REQUEST 1 |
In the passage on Van Buren, what was the name of the New York Democracy's official newspaper?
REQUEST 2 |
Copy the entries starting at the line containing "Each instance receives one keypoint. Mark the black cap" and ending with the last entry, swapping "black" for "dark" and leaving everything else the same.

### EXTRACT PROVIDED ###

Van Buren nonetheless scored some unheralded successes. After bank resumption in 1838, administration stalwarts in Congress defanged a new Whig-Conservative effort to revoke the Specie Circular by converting it into an act that merely made it unlawful to treat receipts from public land differently than other revenue. The Secretary of the Treasury thereby gained the discretionary authority to accept only specie for all payments or also banknotes for all payments. The divorce bills furthermore had shifted the terms of the debate and forestalled any proposal for a new national bank. The Little Magician had instead maneuvered Clay and the Whigs into a political defense of the same "pet" bank system they had so vociferously denounced during Jackson's presidency. He also had achieved an uneasy reconciliation with Calhoun and a few other states' rights Southerners whom the autocratic Jackson had driven out of the Democratic Camp. Finally the Conservative insurgency, if not smoothed over, was at least contained. Failing to gain dominance within Democratic councils, the Conservatives faced the alternatives of either following their prominent leaders Tallmadge and Rives into the Whig Party or again submitting to their own party's discipline. One indication of increasing Conservative isolation was the editorial shift of the New York Democracy's official newspaper, the Albany Argus. It went from lukewarm about the Independent Treasury to a ringing announcement in June 1838 that "we believe the time has emphatically come for the separation of bank and state" (Wilson 1984, 113).

### THE RECORDS ###

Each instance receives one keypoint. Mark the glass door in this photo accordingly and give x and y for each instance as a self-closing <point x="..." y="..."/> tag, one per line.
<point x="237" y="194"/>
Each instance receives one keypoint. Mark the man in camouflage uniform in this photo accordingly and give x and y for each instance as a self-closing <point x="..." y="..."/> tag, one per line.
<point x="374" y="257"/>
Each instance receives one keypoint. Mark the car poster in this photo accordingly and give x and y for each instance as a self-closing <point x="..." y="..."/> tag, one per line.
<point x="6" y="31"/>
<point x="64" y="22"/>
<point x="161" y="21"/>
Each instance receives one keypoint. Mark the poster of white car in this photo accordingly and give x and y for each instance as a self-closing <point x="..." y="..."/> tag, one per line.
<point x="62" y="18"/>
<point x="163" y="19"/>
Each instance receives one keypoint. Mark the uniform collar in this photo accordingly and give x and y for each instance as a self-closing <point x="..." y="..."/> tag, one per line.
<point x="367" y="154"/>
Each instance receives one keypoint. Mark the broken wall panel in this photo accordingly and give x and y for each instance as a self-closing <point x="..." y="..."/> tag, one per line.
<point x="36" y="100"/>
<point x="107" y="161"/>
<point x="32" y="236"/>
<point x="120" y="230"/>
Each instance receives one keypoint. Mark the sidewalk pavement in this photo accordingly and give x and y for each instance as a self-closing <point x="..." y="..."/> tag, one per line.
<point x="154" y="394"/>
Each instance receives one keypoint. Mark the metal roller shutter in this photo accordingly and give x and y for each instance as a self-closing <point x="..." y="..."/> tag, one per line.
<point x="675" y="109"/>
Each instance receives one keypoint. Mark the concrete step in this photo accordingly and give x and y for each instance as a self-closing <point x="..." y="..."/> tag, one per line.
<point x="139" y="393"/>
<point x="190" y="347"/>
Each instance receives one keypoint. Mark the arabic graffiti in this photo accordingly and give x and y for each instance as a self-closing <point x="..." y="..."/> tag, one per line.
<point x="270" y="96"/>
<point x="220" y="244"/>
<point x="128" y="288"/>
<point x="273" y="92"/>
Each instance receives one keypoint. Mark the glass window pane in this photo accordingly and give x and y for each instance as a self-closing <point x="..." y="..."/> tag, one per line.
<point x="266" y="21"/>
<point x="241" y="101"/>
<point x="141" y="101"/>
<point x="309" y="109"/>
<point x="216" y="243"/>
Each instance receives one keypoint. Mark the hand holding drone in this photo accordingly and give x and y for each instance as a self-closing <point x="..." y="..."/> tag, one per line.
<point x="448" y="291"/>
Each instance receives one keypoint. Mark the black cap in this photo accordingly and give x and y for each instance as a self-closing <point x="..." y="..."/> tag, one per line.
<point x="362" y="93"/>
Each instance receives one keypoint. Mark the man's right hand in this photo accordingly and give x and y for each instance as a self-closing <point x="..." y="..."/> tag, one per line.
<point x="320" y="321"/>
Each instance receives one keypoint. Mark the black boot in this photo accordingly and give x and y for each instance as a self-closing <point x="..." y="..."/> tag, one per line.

###

FULL RESPONSE 1 |
The Albany Argus.

FULL RESPONSE 2 |
Each instance receives one keypoint. Mark the dark cap in this photo accordingly and give x and y for each instance as a self-closing <point x="..." y="..."/> tag, one per line.
<point x="362" y="93"/>
Each instance receives one keypoint. Mark the man's right hand in this photo accordingly and give x and y for each instance as a self-closing <point x="..." y="..."/> tag, one per line.
<point x="320" y="321"/>
Each instance receives one keypoint. Mark the dark boot in this photo accordingly and give x and y for each instance as a self-closing <point x="..." y="..."/> tag, one per line.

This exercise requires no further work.